**书面练习:**
将下方列表的每一行逐字抄录，不作任何改动。

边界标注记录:
▼

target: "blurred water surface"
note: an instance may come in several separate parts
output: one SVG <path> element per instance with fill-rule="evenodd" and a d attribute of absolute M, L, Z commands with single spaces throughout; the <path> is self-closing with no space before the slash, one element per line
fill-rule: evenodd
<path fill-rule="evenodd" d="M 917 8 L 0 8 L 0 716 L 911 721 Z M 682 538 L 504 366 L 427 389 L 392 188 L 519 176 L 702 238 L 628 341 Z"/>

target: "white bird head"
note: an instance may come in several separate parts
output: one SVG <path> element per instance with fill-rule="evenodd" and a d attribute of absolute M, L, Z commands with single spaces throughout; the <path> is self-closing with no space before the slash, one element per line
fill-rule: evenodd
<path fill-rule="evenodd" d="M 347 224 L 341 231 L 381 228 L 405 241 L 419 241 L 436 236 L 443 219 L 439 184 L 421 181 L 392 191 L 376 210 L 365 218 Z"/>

▲

**作答:**
target: "blurred water surface"
note: an instance may come in several separate parts
output: one SVG <path> element per instance with fill-rule="evenodd" and a d attribute of absolute M, L, Z commands with single spaces throughout; the <path> is self-closing with no space before the slash, one element per line
fill-rule: evenodd
<path fill-rule="evenodd" d="M 917 8 L 0 8 L 0 716 L 911 721 Z M 682 538 L 504 366 L 427 389 L 392 188 L 519 176 L 702 238 L 628 341 Z"/>

target: "white bird head"
note: an instance may come in several separate parts
output: one SVG <path> element per instance with fill-rule="evenodd" and a d attribute of absolute M, L, Z commands with single spaces throughout; the <path> is self-closing with no space before the slash, one element per line
fill-rule: evenodd
<path fill-rule="evenodd" d="M 347 224 L 341 231 L 381 228 L 405 241 L 419 241 L 436 236 L 443 219 L 439 184 L 421 181 L 392 191 L 376 210 L 365 218 Z"/>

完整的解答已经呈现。